* [To do]: Reproduce every line of the material below without alteration, omitting the picture.

* [Provided entries]:

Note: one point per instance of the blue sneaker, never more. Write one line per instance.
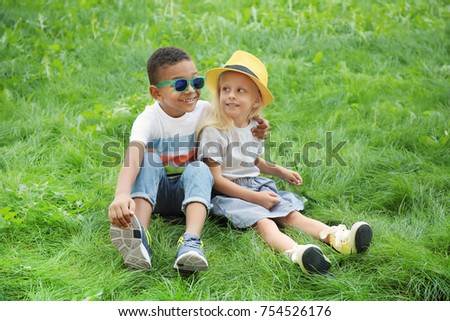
(190, 256)
(132, 243)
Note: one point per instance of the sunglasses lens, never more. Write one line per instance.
(198, 83)
(180, 85)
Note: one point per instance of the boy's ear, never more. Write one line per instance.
(154, 92)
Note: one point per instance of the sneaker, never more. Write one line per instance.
(310, 258)
(132, 243)
(355, 240)
(190, 256)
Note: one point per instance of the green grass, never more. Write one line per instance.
(375, 74)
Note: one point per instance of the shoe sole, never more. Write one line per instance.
(362, 234)
(314, 261)
(129, 243)
(191, 261)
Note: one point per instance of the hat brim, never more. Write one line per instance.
(212, 82)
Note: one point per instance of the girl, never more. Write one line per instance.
(247, 199)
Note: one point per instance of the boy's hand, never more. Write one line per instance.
(121, 210)
(262, 130)
(292, 177)
(266, 199)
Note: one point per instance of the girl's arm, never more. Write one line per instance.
(276, 170)
(225, 186)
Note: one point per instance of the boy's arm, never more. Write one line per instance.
(276, 170)
(122, 207)
(262, 130)
(229, 188)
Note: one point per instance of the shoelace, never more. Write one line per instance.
(339, 235)
(191, 242)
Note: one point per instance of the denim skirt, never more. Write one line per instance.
(243, 214)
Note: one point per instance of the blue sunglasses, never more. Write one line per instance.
(182, 84)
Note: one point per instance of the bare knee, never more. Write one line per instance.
(292, 219)
(266, 227)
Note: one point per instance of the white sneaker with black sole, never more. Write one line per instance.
(132, 243)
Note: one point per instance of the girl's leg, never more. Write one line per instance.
(272, 235)
(305, 224)
(355, 240)
(310, 258)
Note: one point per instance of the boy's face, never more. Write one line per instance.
(238, 97)
(174, 103)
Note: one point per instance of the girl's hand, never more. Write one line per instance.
(266, 199)
(292, 177)
(121, 210)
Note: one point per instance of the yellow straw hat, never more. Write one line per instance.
(247, 64)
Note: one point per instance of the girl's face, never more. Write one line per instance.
(174, 103)
(238, 97)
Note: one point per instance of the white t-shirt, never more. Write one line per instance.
(235, 150)
(173, 139)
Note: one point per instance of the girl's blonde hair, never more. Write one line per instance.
(218, 118)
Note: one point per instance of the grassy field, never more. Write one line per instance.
(374, 75)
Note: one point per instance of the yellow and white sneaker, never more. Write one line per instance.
(355, 240)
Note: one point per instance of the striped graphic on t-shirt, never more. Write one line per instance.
(175, 152)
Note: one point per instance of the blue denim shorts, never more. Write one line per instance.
(169, 195)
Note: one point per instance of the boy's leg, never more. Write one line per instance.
(132, 243)
(196, 183)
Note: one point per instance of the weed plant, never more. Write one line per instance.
(374, 75)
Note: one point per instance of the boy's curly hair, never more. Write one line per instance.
(161, 57)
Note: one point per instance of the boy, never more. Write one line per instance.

* [Solution to this exercise]:
Note: one point per instance of the blue sneaker, never more. Write one line per instance.
(190, 256)
(132, 243)
Note: one point per instance of the sunglasses lens, never more. Write one line per instance.
(198, 83)
(180, 85)
Note: one point per instance of the boy's ear, never more. Write one line per instance.
(154, 92)
Note: one point per instance of the sneaker, never more. Write one line per instance.
(310, 258)
(132, 243)
(355, 240)
(190, 256)
Note: one point per instance of the green grass, never more. Write one line per instance.
(375, 74)
Note: one point per instance of the shoe sole, never more. Write one line per instance.
(362, 234)
(314, 261)
(129, 243)
(191, 261)
Note: one point per instance of the hat brim, never more. Write one line per instance.
(212, 82)
Note: one point per instance of the girl, never more. Write one line per instance.
(247, 199)
Note: one point per instance of the boy's hand, never more. Write one line per instance.
(121, 210)
(262, 130)
(292, 177)
(266, 199)
Note: one point per instance of the girl's arm, never more. Write one line per instance.
(276, 170)
(225, 186)
Note: one point per instance of the boy's arm, never more. Write one line per instance.
(276, 170)
(122, 207)
(262, 130)
(229, 188)
Note: one point per instance of the shoelace, never more. Write one line per instance.
(339, 235)
(191, 242)
Note: one point per instance of the denim skirt, never more. Write one line per instance.
(243, 214)
Note: one point per instance of the blue sunglasses, never more. Write one line per instance.
(182, 84)
Note: one point per instance of the bare knee, never more. Write one line per instance.
(292, 219)
(266, 227)
Note: one point per instance of the white sneaker with black sole, never more. Write one line per instance.
(132, 243)
Note: one point per instance of the girl's leg, never more. Write one line per instance.
(272, 235)
(305, 224)
(355, 240)
(310, 258)
Note: one point per instance of the boy's face, never more. Write one line per instance.
(238, 97)
(174, 103)
Note: one point per instance of the girl's hand, never more. Write one line per instance.
(266, 199)
(292, 177)
(121, 210)
Note: one point per instance of the yellow straw hat, never more. Write one line per instance.
(247, 64)
Note: one point per instance of the girl's face, never more. Write one line per instance.
(174, 103)
(238, 97)
Note: one point per instance of the white t-shirt, never more. Write one line per instance.
(235, 150)
(173, 139)
Note: one point per instance of the girl's blonde hair, never more. Write one line per instance.
(218, 118)
Note: one point per instance of the grassy field, never more. Write one line per instance.
(374, 75)
Note: one point per instance of the yellow and white sneaker, never more. Write one line per instance.
(355, 240)
Note: one point per instance of the striped graphic on t-shirt, never more. Write one line per instance.
(175, 152)
Note: one point per instance of the blue denim shorts, never more. Write one line per instance.
(169, 195)
Note: one point per instance of the boy's leg, never more. Write one line per instance.
(132, 243)
(196, 183)
Note: one point per instance of the weed plant, never more. Write one line per instance.
(374, 75)
Note: one point per instance of the boy's curly hair, never more. Write one line per instance.
(161, 57)
Note: one point per instance of the boy, never more. Write one line per instance.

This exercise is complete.